▶ EXERCISE OBJECTIVE: Return every entry exactly as written.

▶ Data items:
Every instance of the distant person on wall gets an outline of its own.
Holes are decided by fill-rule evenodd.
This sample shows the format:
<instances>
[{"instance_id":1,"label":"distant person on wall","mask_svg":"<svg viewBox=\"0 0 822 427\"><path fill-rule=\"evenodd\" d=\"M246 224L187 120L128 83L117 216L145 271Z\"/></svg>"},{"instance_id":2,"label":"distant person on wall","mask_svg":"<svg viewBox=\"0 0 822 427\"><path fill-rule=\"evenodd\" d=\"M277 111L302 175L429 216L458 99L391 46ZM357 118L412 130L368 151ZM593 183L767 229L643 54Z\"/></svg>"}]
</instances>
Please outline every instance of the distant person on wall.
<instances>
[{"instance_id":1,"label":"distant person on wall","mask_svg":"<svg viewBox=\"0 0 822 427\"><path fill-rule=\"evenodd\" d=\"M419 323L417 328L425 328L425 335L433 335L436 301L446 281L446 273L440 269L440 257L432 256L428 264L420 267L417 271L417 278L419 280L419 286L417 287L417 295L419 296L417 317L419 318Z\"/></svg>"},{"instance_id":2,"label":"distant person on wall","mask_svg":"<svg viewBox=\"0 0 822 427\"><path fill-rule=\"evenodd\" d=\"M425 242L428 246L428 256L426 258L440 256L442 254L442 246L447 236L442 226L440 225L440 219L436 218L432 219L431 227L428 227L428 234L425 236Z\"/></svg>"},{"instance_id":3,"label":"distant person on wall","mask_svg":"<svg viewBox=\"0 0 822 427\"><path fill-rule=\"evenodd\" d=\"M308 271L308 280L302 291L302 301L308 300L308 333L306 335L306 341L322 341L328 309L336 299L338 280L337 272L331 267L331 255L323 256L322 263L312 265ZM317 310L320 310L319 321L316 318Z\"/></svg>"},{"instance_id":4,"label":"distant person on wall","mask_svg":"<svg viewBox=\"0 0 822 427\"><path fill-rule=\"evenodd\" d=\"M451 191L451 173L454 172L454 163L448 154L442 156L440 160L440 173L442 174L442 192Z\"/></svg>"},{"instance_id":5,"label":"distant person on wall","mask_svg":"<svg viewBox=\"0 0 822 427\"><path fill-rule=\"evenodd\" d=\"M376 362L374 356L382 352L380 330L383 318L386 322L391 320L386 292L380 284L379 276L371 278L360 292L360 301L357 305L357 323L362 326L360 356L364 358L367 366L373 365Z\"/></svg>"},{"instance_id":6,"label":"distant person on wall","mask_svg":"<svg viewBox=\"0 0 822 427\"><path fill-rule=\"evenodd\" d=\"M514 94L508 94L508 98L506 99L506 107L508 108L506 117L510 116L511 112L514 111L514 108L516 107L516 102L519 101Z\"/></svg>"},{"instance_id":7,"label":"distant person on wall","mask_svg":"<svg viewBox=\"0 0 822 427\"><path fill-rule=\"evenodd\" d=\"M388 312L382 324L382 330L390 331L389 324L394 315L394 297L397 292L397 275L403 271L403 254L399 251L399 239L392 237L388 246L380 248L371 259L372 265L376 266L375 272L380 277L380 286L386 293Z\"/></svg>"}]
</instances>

▶ EXERCISE RESULT:
Every instance of the distant person on wall gets an outline of its own.
Holes are decided by fill-rule evenodd.
This sample shows the format:
<instances>
[{"instance_id":1,"label":"distant person on wall","mask_svg":"<svg viewBox=\"0 0 822 427\"><path fill-rule=\"evenodd\" d=\"M246 224L187 120L128 83L117 216L145 271Z\"/></svg>"},{"instance_id":2,"label":"distant person on wall","mask_svg":"<svg viewBox=\"0 0 822 427\"><path fill-rule=\"evenodd\" d=\"M277 111L302 175L429 216L458 99L391 46ZM357 118L412 130L368 151ZM593 183L767 229L643 54Z\"/></svg>"}]
</instances>
Please outline every instance of the distant person on wall.
<instances>
[{"instance_id":1,"label":"distant person on wall","mask_svg":"<svg viewBox=\"0 0 822 427\"><path fill-rule=\"evenodd\" d=\"M419 323L417 328L425 328L425 335L433 335L436 301L446 281L446 273L440 269L440 257L432 256L428 264L420 267L417 271L417 278L419 280L419 286L417 287L417 295L419 296L417 317L419 318Z\"/></svg>"},{"instance_id":2,"label":"distant person on wall","mask_svg":"<svg viewBox=\"0 0 822 427\"><path fill-rule=\"evenodd\" d=\"M425 242L428 246L428 256L426 258L440 256L442 254L442 246L447 236L442 226L440 225L440 219L436 218L432 219L431 227L428 227L428 234L425 236Z\"/></svg>"},{"instance_id":3,"label":"distant person on wall","mask_svg":"<svg viewBox=\"0 0 822 427\"><path fill-rule=\"evenodd\" d=\"M308 271L308 280L302 291L302 301L308 300L308 333L306 335L306 341L322 341L328 309L336 299L338 280L337 272L331 267L331 255L323 256L322 263L312 265ZM317 310L320 310L319 321L316 318Z\"/></svg>"},{"instance_id":4,"label":"distant person on wall","mask_svg":"<svg viewBox=\"0 0 822 427\"><path fill-rule=\"evenodd\" d=\"M451 191L451 173L454 172L454 163L448 154L442 156L440 160L440 173L442 174L442 192Z\"/></svg>"},{"instance_id":5,"label":"distant person on wall","mask_svg":"<svg viewBox=\"0 0 822 427\"><path fill-rule=\"evenodd\" d=\"M376 362L374 356L382 352L380 330L383 318L386 322L391 320L386 292L380 284L379 276L371 278L360 292L360 301L357 305L357 323L362 326L360 356L364 358L367 366L373 365Z\"/></svg>"},{"instance_id":6,"label":"distant person on wall","mask_svg":"<svg viewBox=\"0 0 822 427\"><path fill-rule=\"evenodd\" d=\"M514 94L508 94L508 98L506 99L506 107L508 108L506 117L510 116L511 112L514 111L514 108L516 107L516 102L519 101Z\"/></svg>"},{"instance_id":7,"label":"distant person on wall","mask_svg":"<svg viewBox=\"0 0 822 427\"><path fill-rule=\"evenodd\" d=\"M388 312L382 324L382 330L390 331L389 324L394 315L394 297L397 292L397 275L403 271L403 254L399 251L399 239L392 237L388 246L380 248L371 259L372 265L376 266L375 272L380 277L380 286L386 293Z\"/></svg>"}]
</instances>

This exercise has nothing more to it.